AHRMIO Webinar – Doing Well and Doing Good, 5/12/2019
Michael Jenkins with Melody Tay as guest speaker
At the Human Capital Leadership Institute (HCLI), the conversations with senior leaders have often revolved around their quest to understand how they, as leaders in Asia, can successfully develop their business models and organisations in response to the call to align profitability and sustainability and, to do that at the pace and scale that will prepare them for the future.
How can HR help to develop sustainable leadership across the organisation?
Some leaders see the SDGs as a compelling alternative growth model.
HCLI’s research has been looking at how organisations drive sustainable business, what initiatives and human capital practices have been developed to support sustainable leadership, and how organisations’ approach to sustainable leadership can be different in various markets. HCLI included organizations that are publicly recognised as leaders in the area of sustainability, but also other organizations participated in the research.
When looking at words that are most emblematic for the sustainability agenda, there was a distinctive terminology used by leading and other organizations. The most commonly used terminology by leading organizations was ‘doing well and doing good’ and ‘purpose-led’.

_Your instructions_:
Copy out the full webinar summary word for word.

_Data excerpts_:
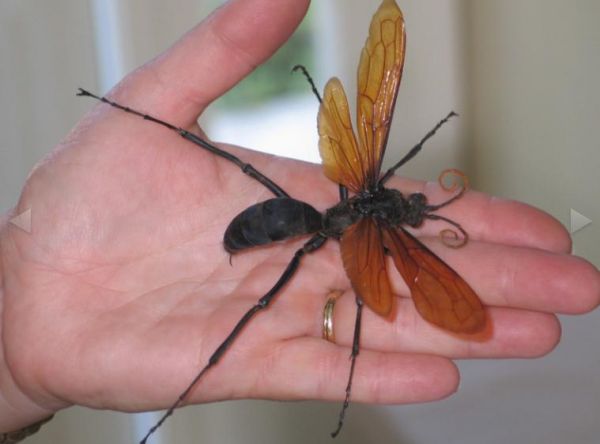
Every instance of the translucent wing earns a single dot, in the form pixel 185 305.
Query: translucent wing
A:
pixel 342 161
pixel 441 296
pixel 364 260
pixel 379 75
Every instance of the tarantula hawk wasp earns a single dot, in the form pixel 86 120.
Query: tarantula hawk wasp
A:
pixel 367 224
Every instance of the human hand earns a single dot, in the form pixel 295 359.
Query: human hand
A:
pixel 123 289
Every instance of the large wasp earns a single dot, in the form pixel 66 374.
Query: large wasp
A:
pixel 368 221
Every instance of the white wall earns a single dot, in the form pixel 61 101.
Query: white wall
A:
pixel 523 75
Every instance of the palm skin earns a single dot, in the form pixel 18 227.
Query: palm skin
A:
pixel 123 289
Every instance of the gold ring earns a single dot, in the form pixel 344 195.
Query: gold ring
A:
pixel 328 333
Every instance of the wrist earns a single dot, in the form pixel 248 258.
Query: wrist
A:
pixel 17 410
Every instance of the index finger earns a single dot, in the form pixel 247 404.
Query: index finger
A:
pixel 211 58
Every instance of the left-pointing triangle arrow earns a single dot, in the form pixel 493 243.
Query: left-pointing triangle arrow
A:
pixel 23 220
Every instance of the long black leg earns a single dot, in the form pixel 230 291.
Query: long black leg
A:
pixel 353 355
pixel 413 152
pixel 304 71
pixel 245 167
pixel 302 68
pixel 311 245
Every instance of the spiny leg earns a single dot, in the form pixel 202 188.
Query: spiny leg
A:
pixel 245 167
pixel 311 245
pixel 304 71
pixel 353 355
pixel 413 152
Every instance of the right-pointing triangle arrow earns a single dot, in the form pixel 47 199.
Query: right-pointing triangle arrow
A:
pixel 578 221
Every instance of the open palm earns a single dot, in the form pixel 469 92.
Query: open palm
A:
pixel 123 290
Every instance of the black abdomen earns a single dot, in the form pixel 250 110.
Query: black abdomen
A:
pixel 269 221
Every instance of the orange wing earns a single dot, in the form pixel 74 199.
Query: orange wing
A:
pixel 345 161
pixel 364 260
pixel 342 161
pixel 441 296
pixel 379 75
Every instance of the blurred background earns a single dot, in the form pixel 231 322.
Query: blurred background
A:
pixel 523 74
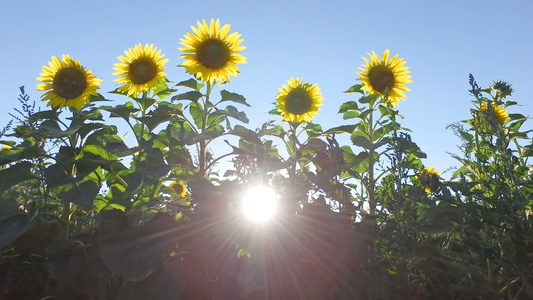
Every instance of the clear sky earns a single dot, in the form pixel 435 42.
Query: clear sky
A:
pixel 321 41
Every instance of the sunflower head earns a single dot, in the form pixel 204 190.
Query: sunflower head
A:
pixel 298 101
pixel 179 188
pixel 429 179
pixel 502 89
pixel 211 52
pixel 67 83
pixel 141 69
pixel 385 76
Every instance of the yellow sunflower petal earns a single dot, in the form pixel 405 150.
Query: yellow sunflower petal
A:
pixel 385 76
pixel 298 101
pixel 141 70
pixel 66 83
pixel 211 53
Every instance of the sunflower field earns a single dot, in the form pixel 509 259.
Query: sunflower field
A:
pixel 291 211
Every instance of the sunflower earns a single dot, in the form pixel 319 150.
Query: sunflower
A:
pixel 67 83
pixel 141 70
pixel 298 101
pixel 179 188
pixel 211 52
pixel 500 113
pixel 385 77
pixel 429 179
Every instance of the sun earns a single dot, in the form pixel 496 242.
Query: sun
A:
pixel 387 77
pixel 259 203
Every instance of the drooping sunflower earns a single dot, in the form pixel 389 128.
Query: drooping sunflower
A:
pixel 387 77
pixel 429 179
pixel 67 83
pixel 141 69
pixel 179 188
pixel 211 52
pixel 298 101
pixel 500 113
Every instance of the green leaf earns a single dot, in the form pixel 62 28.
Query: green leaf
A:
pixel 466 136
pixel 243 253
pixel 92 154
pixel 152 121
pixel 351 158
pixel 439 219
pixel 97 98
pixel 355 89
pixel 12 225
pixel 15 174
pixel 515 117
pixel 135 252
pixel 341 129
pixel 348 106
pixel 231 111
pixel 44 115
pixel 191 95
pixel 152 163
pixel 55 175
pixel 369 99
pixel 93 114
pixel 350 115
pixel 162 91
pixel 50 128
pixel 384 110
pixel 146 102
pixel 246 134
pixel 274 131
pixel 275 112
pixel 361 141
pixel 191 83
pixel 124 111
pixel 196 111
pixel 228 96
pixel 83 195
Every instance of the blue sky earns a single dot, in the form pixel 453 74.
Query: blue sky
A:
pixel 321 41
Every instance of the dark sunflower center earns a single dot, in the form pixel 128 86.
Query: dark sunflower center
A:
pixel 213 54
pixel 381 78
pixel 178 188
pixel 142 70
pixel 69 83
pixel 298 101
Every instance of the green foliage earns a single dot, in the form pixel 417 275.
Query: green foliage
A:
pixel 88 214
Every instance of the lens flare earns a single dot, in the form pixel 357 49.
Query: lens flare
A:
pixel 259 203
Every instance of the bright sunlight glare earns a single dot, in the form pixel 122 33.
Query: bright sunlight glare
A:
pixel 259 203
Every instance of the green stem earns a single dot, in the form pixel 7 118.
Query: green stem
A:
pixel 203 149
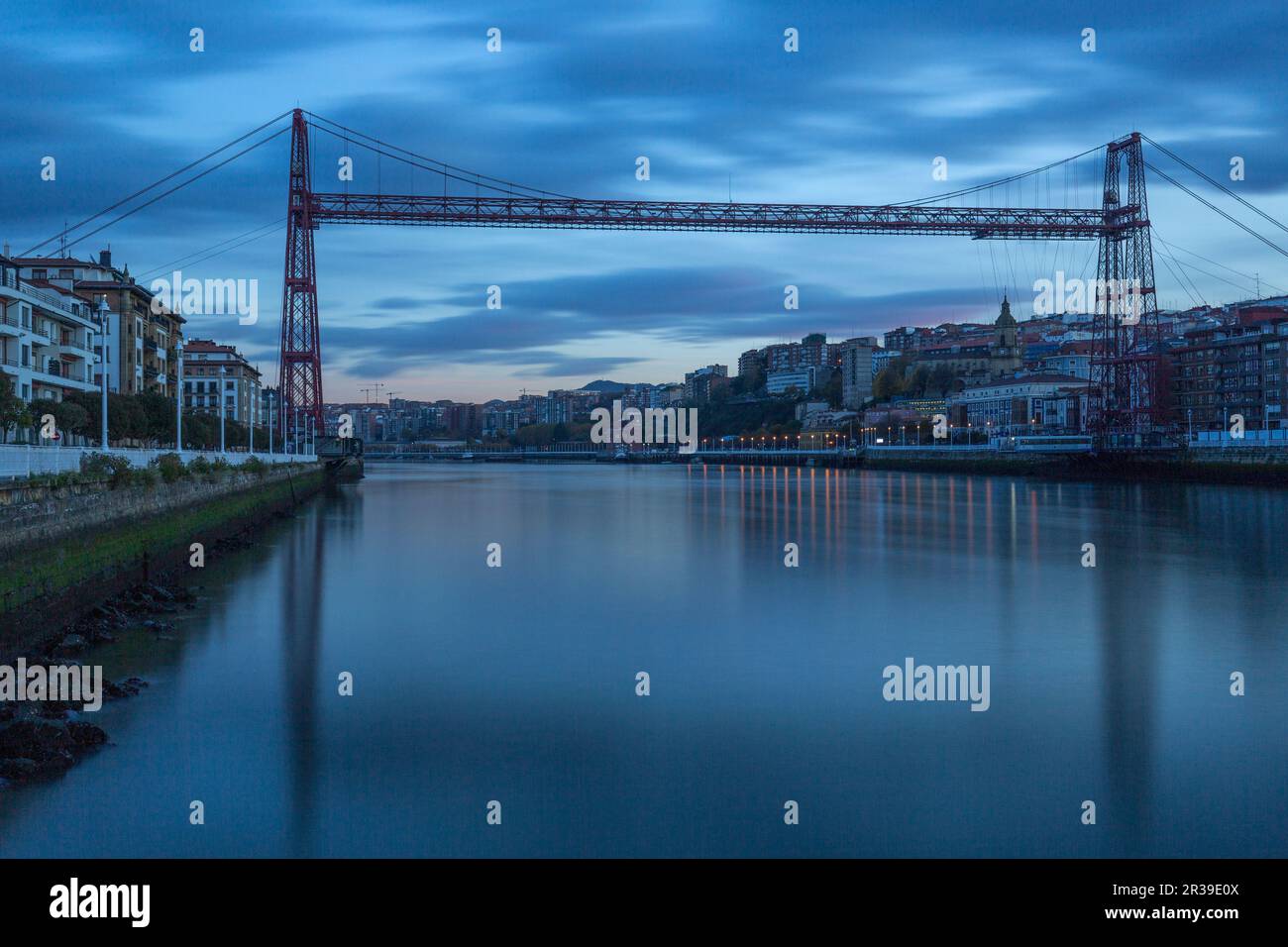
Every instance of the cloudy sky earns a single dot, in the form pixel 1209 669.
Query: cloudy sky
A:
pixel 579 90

_Response to this task_:
AHRMIO Webinar – Doing Well and Doing Good, 5/12/2019
Michael Jenkins with Melody Tay as guest speaker
At the Human Capital Leadership Institute (HCLI), the conversations with senior leaders have often revolved around their quest to understand how they, as leaders in Asia, can successfully develop their business models and organisations in response to the call to align profitability and sustainability and, to do that at the pace and scale that will prepare them for the future.
How can HR help to develop sustainable leadership across the organisation?
Some leaders see the SDGs as a compelling alternative growth model.
HCLI’s research has been looking at how organisations drive sustainable business, what initiatives and human capital practices have been developed to support sustainable leadership, and how organisations’ approach to sustainable leadership can be different in various markets. HCLI included organizations that are publicly recognised as leaders in the area of sustainability, but also other organizations participated in the research.
When looking at words that are most emblematic for the sustainability agenda, there was a distinctive terminology used by leading and other organizations. The most commonly used terminology by leading organizations was ‘doing well and doing good’ and ‘purpose-led’.